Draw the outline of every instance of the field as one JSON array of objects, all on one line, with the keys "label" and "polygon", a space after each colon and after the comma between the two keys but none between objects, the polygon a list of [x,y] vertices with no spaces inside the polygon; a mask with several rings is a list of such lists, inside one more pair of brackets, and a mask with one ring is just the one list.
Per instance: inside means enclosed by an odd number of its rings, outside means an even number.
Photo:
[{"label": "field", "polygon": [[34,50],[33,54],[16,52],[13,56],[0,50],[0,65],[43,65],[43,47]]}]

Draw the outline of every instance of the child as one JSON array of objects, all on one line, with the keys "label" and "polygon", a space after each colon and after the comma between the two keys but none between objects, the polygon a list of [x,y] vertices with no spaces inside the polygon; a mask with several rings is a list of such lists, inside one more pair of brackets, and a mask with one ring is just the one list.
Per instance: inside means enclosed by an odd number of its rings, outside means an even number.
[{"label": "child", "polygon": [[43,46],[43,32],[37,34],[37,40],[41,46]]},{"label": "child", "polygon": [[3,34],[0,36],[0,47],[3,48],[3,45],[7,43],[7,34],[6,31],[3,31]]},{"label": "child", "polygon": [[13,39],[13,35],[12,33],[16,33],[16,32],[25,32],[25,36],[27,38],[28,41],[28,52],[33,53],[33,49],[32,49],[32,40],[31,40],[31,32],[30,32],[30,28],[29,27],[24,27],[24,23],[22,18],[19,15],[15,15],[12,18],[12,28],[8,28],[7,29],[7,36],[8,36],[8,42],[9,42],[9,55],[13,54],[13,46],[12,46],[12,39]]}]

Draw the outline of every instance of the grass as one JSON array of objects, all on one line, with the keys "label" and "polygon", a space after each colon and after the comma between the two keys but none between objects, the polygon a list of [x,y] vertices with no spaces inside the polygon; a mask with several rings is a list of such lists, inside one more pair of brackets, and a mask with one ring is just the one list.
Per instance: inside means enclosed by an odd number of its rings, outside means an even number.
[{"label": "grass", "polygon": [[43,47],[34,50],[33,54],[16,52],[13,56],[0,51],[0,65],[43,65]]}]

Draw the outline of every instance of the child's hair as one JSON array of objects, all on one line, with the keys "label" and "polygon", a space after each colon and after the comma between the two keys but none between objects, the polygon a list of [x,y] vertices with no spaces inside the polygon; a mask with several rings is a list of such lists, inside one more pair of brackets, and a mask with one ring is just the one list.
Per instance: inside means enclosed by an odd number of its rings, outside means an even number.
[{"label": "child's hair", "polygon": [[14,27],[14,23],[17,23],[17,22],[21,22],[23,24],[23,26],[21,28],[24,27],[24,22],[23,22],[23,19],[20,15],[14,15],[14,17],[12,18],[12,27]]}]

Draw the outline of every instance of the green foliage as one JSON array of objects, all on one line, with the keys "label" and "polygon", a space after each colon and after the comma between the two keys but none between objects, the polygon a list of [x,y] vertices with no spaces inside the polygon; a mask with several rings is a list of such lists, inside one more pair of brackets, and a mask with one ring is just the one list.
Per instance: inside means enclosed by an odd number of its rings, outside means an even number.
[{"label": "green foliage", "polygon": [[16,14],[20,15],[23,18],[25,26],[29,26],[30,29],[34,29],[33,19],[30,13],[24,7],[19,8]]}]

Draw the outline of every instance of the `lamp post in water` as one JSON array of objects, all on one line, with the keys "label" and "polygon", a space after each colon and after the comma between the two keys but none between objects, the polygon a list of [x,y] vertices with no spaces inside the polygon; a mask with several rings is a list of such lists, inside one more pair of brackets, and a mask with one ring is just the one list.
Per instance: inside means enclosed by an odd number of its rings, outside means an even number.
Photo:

+-------+

### Challenge
Reproduce as a numbered list the stretch from the line containing "Draw the outline of every instance of the green" through the end of the records above, omitting blank lines.

### Task output
1. Draw the outline of every instance of the green foliage as one JSON array of objects, all on one line, with the keys "label" and "polygon", a space after each colon and after the comma between the two keys but none between objects, the polygon a list of [x,y] vertices with no spaces inside the polygon; a mask with several rings is a list of such lists, inside one more pair of brackets, and a mask with one ring is just the one list.
2. Per instance: inside means enclosed by an odd number of its rings, outside means an even number.
3. [{"label": "green foliage", "polygon": [[16,14],[20,15],[23,18],[25,26],[29,26],[30,29],[34,29],[33,19],[30,13],[24,7],[19,8]]}]
4. Draw the outline of every instance of the `lamp post in water` as one JSON array of objects, all on one line, with the keys "label" and "polygon", a space after each colon and after the comma between the two keys but none between objects, the polygon a list of [x,y] vertices with no spaces inside the polygon; a mask with several rings is a list of such lists, inside one more pair of brackets, and a mask with one ring is just the one list.
5. Per instance: inside means enclosed by an odd number of its rings, outside means an even number.
6. Photo:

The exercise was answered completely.